§ **Task requirements**
Search the listing below for the string "instance", then copy every line it appears in.

§ **Data shown**
* * * * * * *

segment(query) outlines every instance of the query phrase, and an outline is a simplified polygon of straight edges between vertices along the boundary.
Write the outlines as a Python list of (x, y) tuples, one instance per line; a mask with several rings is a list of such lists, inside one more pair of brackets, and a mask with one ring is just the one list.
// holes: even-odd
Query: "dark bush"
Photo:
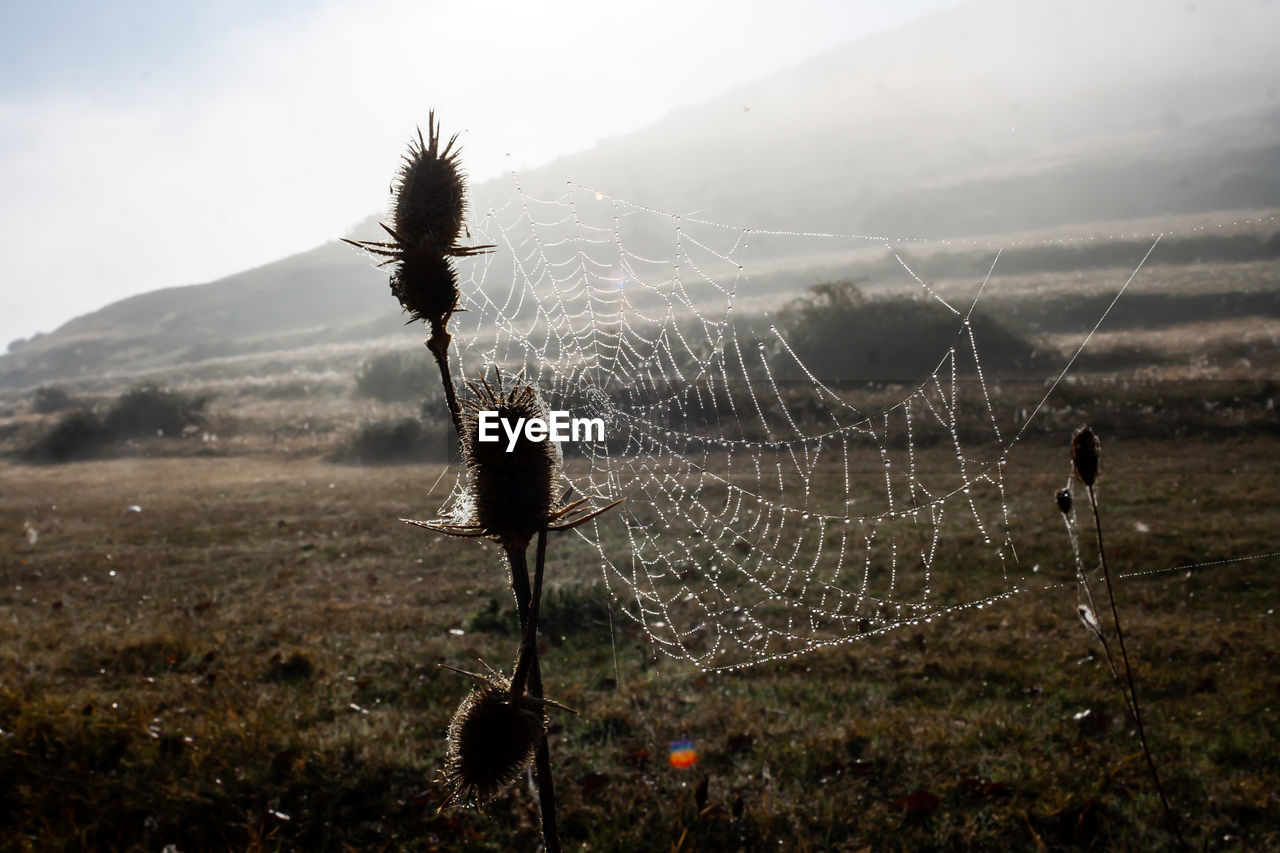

* * * * * * *

§ **Task answer**
segment(query) outlines every instance of the query phrase, and an outline is a simplified polygon of straight edges between vertices along the boundary.
Write the outlines as a Python list of (x, y) tuples, one instance per line; a mask with several rings is a list of such lists, inside one more pair of brackets, and a mask with one ring is just the one list.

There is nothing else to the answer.